* Direction *
Can you rewrite the entries from the line with "# Provide the mask of every instance of the long" to the line with "--target=long brown hair", swapping "brown" for "auburn" and leaving everything else unchanged?

%%

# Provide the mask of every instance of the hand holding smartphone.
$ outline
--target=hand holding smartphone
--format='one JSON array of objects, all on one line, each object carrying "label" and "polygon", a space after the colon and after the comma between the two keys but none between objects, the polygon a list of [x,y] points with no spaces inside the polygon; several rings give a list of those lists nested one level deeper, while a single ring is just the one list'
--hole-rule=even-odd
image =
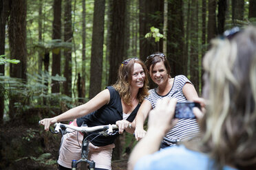
[{"label": "hand holding smartphone", "polygon": [[201,109],[201,106],[199,103],[192,101],[178,102],[175,110],[174,118],[195,119],[196,117],[193,113],[193,108],[194,107]]}]

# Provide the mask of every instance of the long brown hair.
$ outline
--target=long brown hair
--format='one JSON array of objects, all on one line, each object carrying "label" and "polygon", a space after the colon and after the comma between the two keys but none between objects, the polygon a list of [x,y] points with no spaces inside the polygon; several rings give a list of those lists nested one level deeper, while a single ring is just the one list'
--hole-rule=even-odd
[{"label": "long brown hair", "polygon": [[134,63],[140,64],[142,66],[145,73],[143,87],[139,89],[137,95],[137,98],[139,99],[140,103],[142,103],[144,98],[149,95],[147,70],[144,63],[140,60],[136,58],[131,60],[127,64],[122,64],[119,66],[118,80],[113,86],[118,92],[119,92],[122,101],[128,105],[131,105],[130,85],[132,73],[134,72]]}]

%%

* Answer to the problem *
# Provide the mask of every instance of the long auburn hair.
$ outline
--target=long auburn hair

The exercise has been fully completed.